В римских домусах и инсулах при их очень значительных размерах было тесно, хотя и не так, как на улицах, но столь же, если не более, ощутимо: и там, и тут человек не мог и не хотел изолироваться, замкнуться, отделиться, остаться наедине с собой... Теснота на улицах и жилища-ульи в описываемую эпоху были еще двумя слагаемыми единого ощущения жилой среди, воспринимавшегося императивно: быть всегда на людях, принадлежать к плотной живой массе сограждан, смешиваться со своими и растворяться в них.

(ЗАДАНИЯ):
- 1) Что, согласно фрагменту о римских жилищах, человек в домусах и инсулах не мог и не хотел делать?
- 2) Перепишите строки в виде таблицы Markdown со столбцами «№» и «Содержание», пропустив пустые. Начните со строки, где есть «# test: pointer marks one dot per instance of the fluorescent», и закончите последней из строк.
Фрагмент и строки никак не связаны между собой.

(Пункты для определения местоположения)
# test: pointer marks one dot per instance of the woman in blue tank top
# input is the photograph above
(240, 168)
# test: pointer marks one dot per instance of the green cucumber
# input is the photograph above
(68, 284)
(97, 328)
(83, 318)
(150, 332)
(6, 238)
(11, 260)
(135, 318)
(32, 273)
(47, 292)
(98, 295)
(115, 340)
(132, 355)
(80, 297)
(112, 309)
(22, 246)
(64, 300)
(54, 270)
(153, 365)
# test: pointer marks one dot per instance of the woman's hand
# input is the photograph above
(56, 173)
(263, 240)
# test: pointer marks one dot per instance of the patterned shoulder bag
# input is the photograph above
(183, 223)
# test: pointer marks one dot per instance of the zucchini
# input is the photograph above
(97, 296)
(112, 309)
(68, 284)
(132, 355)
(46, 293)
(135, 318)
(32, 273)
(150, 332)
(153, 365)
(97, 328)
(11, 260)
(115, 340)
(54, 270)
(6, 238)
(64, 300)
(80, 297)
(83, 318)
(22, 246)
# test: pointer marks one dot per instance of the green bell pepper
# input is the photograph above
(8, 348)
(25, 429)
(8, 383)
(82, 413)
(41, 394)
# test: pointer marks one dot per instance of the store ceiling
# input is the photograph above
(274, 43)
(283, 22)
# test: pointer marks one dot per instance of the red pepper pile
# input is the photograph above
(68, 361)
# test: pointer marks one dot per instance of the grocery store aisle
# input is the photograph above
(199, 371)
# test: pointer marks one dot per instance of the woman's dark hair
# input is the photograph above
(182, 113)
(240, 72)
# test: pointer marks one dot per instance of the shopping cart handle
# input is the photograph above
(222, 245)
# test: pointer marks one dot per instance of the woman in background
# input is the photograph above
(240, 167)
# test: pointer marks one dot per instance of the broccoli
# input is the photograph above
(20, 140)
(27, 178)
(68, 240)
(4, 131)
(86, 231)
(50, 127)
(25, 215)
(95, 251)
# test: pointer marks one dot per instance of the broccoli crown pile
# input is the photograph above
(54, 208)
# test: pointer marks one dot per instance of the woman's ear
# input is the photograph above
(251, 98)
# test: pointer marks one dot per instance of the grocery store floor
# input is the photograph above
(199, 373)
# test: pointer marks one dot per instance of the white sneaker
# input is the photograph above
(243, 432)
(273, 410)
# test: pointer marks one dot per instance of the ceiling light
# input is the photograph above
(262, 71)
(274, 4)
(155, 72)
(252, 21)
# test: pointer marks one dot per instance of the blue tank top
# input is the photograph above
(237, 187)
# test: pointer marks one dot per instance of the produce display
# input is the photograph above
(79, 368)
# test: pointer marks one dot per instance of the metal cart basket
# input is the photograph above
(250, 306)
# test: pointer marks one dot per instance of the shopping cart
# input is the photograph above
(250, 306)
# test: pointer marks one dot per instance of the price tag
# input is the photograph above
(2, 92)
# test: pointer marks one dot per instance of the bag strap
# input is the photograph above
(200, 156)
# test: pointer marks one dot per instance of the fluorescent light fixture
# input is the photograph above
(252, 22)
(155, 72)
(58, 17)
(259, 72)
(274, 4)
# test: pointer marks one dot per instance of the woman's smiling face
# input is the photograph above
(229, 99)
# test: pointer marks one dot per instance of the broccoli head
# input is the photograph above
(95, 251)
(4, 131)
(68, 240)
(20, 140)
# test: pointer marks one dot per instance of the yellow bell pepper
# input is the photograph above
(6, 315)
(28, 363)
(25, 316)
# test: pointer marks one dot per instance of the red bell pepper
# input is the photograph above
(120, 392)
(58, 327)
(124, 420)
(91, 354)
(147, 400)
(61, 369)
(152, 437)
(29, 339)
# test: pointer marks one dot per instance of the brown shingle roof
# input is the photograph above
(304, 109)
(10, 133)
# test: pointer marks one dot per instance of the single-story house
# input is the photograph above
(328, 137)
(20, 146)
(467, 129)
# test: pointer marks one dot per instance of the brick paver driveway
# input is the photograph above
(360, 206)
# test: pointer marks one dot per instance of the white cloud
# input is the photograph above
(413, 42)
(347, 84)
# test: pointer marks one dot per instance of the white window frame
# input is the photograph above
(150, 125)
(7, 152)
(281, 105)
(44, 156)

(РЕШЕНИЯ ЗАДАНИЙ):
- 1) Изолироваться, замкнуться, отделиться, остаться наедине с собой.

- 2)
| № | Содержание |
|---|---|
| 1 | # test: pointer marks one dot per instance of the fluorescent light fixture |
| 2 | # input is the photograph above |
| 3 | (252, 22) |
| 4 | (155, 72) |
| 5 | (58, 17) |
| 6 | (259, 72) |
| 7 | (274, 4) |
| 8 | # test: pointer marks one dot per instance of the woman's smiling face |
| 9 | # input is the photograph above |
| 10 | (229, 99) |
| 11 | # test: pointer marks one dot per instance of the broccoli head |
| 12 | # input is the photograph above |
| 13 | (95, 251) |
| 14 | (4, 131) |
| 15 | (68, 240) |
| 16 | (20, 140) |
| 17 | # test: pointer marks one dot per instance of the yellow bell pepper |
| 18 | # input is the photograph above |
| 19 | (6, 315) |
| 20 | (28, 363) |
| 21 | (25, 316) |
| 22 | # test: pointer marks one dot per instance of the red bell pepper |
| 23 | # input is the photograph above |
| 24 | (120, 392) |
| 25 | (58, 327) |
| 26 | (124, 420) |
| 27 | (91, 354) |
| 28 | (147, 400) |
| 29 | (61, 369) |
| 30 | (152, 437) |
| 31 | (29, 339) |
| 32 | # test: pointer marks one dot per instance of the brown shingle roof |
| 33 | # input is the photograph above |
| 34 | (304, 109) |
| 35 | (10, 133) |
| 36 | # test: pointer marks one dot per instance of the single-story house |
| 37 | # input is the photograph above |
| 38 | (328, 137) |
| 39 | (20, 146) |
| 40 | (467, 129) |
| 41 | # test: pointer marks one dot per instance of the brick paver driveway |
| 42 | # input is the photograph above |
| 43 | (360, 206) |
| 44 | # test: pointer marks one dot per instance of the white cloud |
| 45 | # input is the photograph above |
| 46 | (413, 42) |
| 47 | (347, 84) |
| 48 | # test: pointer marks one dot per instance of the white window frame |
| 49 | # input is the photograph above |
| 50 | (150, 125) |
| 51 | (7, 152) |
| 52 | (281, 105) |
| 53 | (44, 156) |